Problema da risolvere: Conta quante righe delle voci qui sotto contengono la parola "patch", distinguendo tra maiuscole e minuscole, e scrivi soltanto il numero.

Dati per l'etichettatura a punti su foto
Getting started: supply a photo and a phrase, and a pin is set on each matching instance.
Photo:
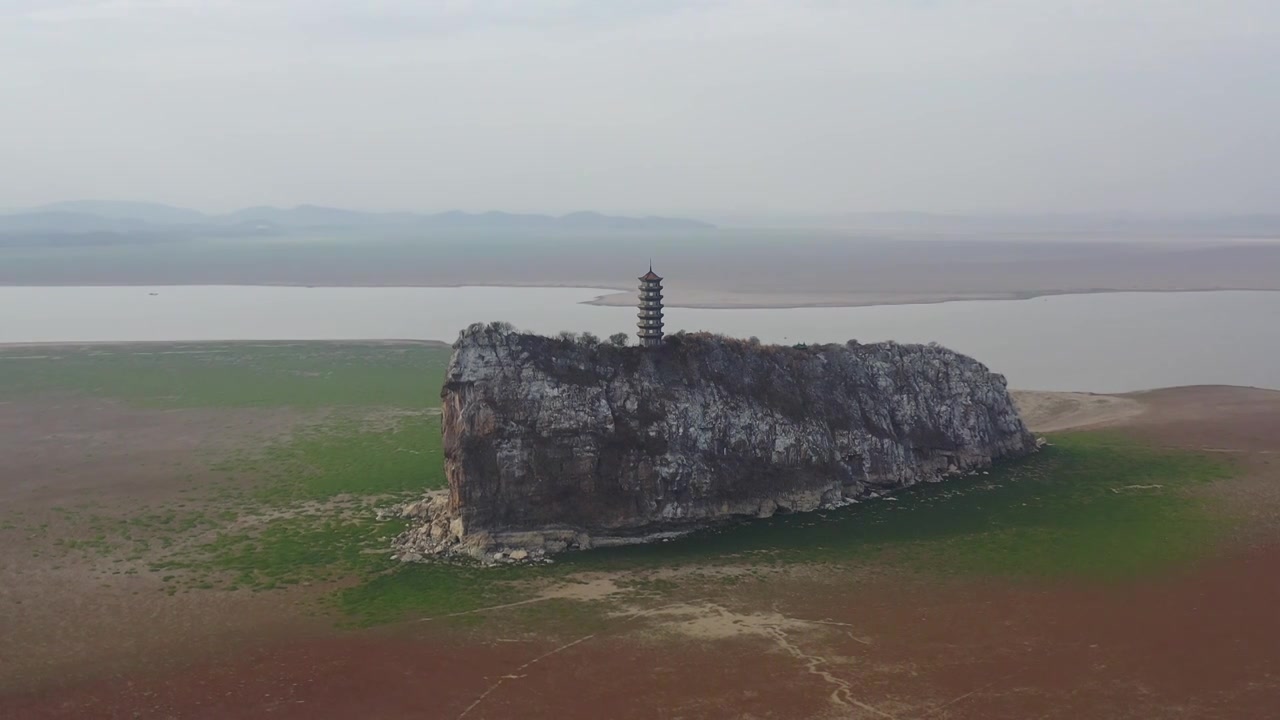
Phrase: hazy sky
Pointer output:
(645, 106)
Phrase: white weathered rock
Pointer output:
(552, 445)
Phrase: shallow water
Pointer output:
(1104, 342)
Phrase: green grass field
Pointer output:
(301, 509)
(302, 374)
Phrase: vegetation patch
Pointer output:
(1091, 505)
(302, 374)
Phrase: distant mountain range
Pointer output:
(60, 220)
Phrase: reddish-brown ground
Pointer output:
(1202, 642)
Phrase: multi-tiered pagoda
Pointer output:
(650, 309)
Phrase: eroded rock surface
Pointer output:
(552, 443)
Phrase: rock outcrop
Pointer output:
(553, 443)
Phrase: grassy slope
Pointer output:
(1093, 505)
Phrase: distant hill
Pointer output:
(150, 218)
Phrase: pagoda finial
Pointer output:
(650, 309)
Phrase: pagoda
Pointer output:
(650, 309)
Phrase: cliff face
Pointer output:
(549, 442)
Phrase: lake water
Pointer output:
(1105, 342)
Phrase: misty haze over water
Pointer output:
(1106, 342)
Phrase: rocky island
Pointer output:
(553, 443)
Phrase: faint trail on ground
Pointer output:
(513, 674)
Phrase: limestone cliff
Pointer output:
(551, 442)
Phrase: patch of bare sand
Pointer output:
(1055, 411)
(1202, 642)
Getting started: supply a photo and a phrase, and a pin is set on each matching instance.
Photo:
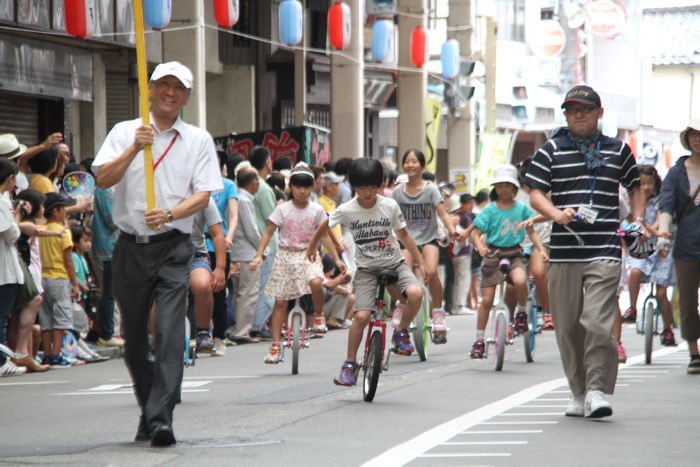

Risposta: 2